— Provided data —
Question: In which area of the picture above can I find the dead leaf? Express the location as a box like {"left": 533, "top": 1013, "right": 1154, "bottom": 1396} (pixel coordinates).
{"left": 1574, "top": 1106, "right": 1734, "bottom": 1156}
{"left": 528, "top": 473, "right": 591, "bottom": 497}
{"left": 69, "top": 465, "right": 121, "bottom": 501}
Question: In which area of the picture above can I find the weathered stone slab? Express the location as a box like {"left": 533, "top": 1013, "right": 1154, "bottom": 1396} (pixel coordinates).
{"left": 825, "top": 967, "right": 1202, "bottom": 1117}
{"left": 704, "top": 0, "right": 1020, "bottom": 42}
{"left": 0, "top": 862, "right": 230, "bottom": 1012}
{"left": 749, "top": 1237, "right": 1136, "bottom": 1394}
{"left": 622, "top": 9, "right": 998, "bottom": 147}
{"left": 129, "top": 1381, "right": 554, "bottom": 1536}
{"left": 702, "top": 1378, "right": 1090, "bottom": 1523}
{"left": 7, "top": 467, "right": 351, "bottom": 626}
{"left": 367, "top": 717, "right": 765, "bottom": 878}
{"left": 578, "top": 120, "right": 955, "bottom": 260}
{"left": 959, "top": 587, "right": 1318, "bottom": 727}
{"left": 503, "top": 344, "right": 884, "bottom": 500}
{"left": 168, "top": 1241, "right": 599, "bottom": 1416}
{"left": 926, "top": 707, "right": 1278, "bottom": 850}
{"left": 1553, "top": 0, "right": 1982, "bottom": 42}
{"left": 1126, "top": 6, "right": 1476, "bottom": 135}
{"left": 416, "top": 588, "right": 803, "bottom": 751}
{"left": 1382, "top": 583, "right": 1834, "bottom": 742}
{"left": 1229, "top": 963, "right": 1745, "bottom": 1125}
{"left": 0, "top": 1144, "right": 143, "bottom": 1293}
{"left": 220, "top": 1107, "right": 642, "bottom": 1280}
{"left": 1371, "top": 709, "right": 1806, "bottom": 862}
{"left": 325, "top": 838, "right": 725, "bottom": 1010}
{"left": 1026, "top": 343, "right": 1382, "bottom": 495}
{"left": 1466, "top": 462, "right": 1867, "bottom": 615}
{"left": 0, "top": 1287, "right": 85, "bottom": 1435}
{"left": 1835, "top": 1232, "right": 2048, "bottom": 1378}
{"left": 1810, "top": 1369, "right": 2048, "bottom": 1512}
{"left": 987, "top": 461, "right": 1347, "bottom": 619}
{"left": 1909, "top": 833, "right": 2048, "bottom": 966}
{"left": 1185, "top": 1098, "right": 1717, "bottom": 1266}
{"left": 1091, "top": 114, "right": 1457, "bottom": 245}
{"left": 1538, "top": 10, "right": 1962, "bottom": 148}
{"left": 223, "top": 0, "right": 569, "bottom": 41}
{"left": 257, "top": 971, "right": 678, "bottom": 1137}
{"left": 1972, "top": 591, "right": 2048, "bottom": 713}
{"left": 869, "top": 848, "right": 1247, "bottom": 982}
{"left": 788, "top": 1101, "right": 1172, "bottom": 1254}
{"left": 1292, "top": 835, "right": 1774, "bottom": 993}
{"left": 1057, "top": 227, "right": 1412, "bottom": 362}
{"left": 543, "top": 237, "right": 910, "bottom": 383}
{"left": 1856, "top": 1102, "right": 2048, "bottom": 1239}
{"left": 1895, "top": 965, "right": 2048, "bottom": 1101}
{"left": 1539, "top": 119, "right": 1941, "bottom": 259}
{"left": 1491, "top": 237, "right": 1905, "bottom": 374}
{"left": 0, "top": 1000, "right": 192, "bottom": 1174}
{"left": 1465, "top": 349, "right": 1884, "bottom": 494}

— Problem description —
Display each line of the data where "Question" occurs.

— Solution below —
Question: In which area of the picture above can I find the dead leaf? Express the location as a box like {"left": 533, "top": 1013, "right": 1154, "bottom": 1396} (pixel coordinates).
Question: In which area of the picture above can I find the weathered stone slab? Express the location as a box like {"left": 533, "top": 1013, "right": 1154, "bottom": 1396} (pixel coordinates).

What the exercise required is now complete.